* _Work required_: Return the following data unchanged, reproducing every line character for character.

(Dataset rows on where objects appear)

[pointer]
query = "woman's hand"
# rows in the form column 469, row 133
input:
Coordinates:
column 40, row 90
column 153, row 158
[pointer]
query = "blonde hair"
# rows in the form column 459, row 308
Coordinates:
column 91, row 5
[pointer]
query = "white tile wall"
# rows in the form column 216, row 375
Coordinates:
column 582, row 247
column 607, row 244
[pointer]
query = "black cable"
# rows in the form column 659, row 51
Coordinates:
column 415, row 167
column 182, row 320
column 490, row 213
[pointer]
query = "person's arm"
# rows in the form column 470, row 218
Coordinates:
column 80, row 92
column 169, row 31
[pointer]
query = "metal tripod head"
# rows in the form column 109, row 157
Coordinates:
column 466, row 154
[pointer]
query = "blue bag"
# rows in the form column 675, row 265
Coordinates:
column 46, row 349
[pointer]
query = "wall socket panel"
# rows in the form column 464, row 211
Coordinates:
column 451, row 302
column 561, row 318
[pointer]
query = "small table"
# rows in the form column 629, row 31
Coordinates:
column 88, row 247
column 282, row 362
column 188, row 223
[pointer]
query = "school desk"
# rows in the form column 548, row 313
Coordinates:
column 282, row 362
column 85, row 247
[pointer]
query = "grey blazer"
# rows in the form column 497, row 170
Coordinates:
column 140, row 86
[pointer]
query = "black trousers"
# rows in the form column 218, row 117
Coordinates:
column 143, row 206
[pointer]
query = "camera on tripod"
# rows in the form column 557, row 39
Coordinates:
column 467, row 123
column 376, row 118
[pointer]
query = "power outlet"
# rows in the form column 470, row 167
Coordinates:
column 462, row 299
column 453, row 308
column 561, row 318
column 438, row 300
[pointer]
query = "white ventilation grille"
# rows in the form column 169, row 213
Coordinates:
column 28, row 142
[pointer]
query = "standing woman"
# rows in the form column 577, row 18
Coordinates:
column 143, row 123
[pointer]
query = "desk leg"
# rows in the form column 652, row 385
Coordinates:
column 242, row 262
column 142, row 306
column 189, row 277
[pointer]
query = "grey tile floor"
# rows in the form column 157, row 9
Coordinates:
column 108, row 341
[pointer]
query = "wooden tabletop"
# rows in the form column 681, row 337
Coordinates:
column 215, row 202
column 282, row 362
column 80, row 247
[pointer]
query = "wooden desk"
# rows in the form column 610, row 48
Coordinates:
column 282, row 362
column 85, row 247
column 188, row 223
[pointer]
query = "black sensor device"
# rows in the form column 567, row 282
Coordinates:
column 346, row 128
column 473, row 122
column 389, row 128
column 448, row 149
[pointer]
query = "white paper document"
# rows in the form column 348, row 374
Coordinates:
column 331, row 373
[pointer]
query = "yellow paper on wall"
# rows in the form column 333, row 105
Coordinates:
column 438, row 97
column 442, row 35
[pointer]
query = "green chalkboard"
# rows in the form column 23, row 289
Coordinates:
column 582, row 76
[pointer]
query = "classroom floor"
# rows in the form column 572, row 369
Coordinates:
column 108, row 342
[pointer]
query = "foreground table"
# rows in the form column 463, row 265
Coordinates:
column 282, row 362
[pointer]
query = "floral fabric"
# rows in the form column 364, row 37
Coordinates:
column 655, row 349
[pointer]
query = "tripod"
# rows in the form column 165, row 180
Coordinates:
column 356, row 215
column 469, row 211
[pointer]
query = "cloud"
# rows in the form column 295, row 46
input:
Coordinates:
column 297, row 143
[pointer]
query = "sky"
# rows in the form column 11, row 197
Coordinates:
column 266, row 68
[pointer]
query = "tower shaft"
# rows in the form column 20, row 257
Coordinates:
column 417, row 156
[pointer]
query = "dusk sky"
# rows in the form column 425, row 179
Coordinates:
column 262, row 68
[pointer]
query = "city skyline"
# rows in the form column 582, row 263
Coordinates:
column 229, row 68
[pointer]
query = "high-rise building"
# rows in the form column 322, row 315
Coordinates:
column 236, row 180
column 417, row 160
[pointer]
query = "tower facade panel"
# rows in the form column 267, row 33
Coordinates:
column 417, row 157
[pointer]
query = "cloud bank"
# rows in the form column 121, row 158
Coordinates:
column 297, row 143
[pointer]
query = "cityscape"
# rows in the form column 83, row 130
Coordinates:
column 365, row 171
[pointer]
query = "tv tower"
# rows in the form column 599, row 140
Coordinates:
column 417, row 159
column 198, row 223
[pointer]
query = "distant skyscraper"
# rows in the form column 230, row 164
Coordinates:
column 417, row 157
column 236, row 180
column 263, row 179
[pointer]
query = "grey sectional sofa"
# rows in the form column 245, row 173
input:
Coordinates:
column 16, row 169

* _Written answer_:
[pointer]
query = "woman's hand"
# rows in the form column 469, row 133
input:
Coordinates:
column 40, row 90
column 153, row 158
[pointer]
query = "blonde hair"
# rows in the form column 459, row 308
Coordinates:
column 91, row 5
[pointer]
query = "white tile wall"
# rows in the form column 216, row 375
Coordinates:
column 582, row 247
column 607, row 244
[pointer]
query = "black cable"
# rows in the form column 659, row 51
Coordinates:
column 415, row 167
column 182, row 320
column 490, row 213
[pointer]
query = "person's arm"
# rows in the form column 470, row 218
Coordinates:
column 80, row 92
column 169, row 31
[pointer]
query = "metal tripod head"
# rows in the form column 109, row 157
Coordinates:
column 466, row 154
[pointer]
query = "blue bag"
# rows in the form column 675, row 265
Coordinates:
column 46, row 349
[pointer]
query = "wall socket panel"
# rows in the form column 464, row 211
Coordinates:
column 451, row 302
column 561, row 318
[pointer]
query = "small table"
# rows in the form column 629, row 31
Coordinates:
column 88, row 247
column 282, row 362
column 188, row 223
[pointer]
query = "school desk"
# rows in the form column 548, row 313
Coordinates:
column 282, row 362
column 85, row 247
[pointer]
query = "grey blazer"
# rows in the form column 497, row 170
Coordinates:
column 140, row 86
[pointer]
query = "black trousers"
# rows in the form column 218, row 117
Coordinates:
column 143, row 206
[pointer]
query = "camera on tripod"
# rows in the form column 557, row 39
Coordinates:
column 467, row 123
column 376, row 118
[pointer]
query = "power outlet"
# rows in the form column 470, row 167
Coordinates:
column 462, row 299
column 453, row 308
column 561, row 318
column 438, row 300
[pointer]
query = "white ventilation grille"
# rows in the form column 169, row 213
Coordinates:
column 28, row 142
[pointer]
query = "standing woman"
# rows in the form column 577, row 18
Coordinates:
column 143, row 123
[pointer]
query = "desk leg"
# rows in the form column 652, row 385
Coordinates:
column 242, row 262
column 142, row 306
column 189, row 277
[pointer]
query = "grey tile floor"
# rows in the form column 157, row 9
Coordinates:
column 108, row 341
[pointer]
query = "wooden tabletop"
# rows in the form column 681, row 337
Coordinates:
column 215, row 202
column 282, row 362
column 80, row 247
[pointer]
query = "wooden desk"
# rows in the form column 610, row 48
Coordinates:
column 282, row 362
column 85, row 247
column 188, row 223
[pointer]
query = "black sensor device"
# rows in the form column 567, row 282
Coordinates:
column 346, row 128
column 473, row 122
column 389, row 128
column 448, row 149
[pointer]
query = "white paper document"
# rows in the form column 348, row 374
Coordinates:
column 331, row 373
[pointer]
query = "yellow paper on wall"
# rows in the form column 333, row 105
Coordinates:
column 438, row 97
column 442, row 35
[pointer]
query = "green chalkboard"
# rows in the form column 23, row 289
Coordinates:
column 582, row 76
[pointer]
query = "classroom floor"
# rows in the form column 572, row 369
Coordinates:
column 108, row 342
[pointer]
query = "foreground table"
# rows in the form column 463, row 265
Coordinates:
column 282, row 362
[pointer]
query = "floral fabric"
# rows in the form column 364, row 37
Coordinates:
column 655, row 349
[pointer]
query = "tripod"
# rows in the form column 165, row 180
Coordinates:
column 356, row 215
column 469, row 211
[pointer]
query = "cloud"
# rows in the form column 295, row 46
input:
Coordinates:
column 297, row 143
[pointer]
query = "sky"
# rows in the form column 11, row 197
Coordinates:
column 266, row 68
[pointer]
query = "tower shaft"
# rows in the form column 20, row 257
Coordinates:
column 417, row 156
[pointer]
query = "dusk sky"
# rows in the form column 425, row 179
Coordinates:
column 262, row 68
[pointer]
query = "city skyline"
# rows in the form column 582, row 263
Coordinates:
column 229, row 68
[pointer]
query = "high-rise building"
# rows in the form column 322, row 315
Coordinates:
column 236, row 180
column 417, row 160
[pointer]
query = "tower facade panel"
# rows in the form column 267, row 33
Coordinates:
column 417, row 157
[pointer]
query = "cloud bank"
# rows in the form column 121, row 158
Coordinates:
column 297, row 143
[pointer]
query = "cityscape"
# rows in the form column 83, row 130
Coordinates:
column 365, row 171
[pointer]
query = "tv tower"
# rows in the form column 599, row 140
Coordinates:
column 417, row 159
column 198, row 223
[pointer]
query = "distant skyscraper"
# rows in the form column 230, row 164
Coordinates:
column 417, row 157
column 236, row 180
column 263, row 179
[pointer]
query = "grey sectional sofa"
# rows in the form column 245, row 173
input:
Coordinates:
column 16, row 169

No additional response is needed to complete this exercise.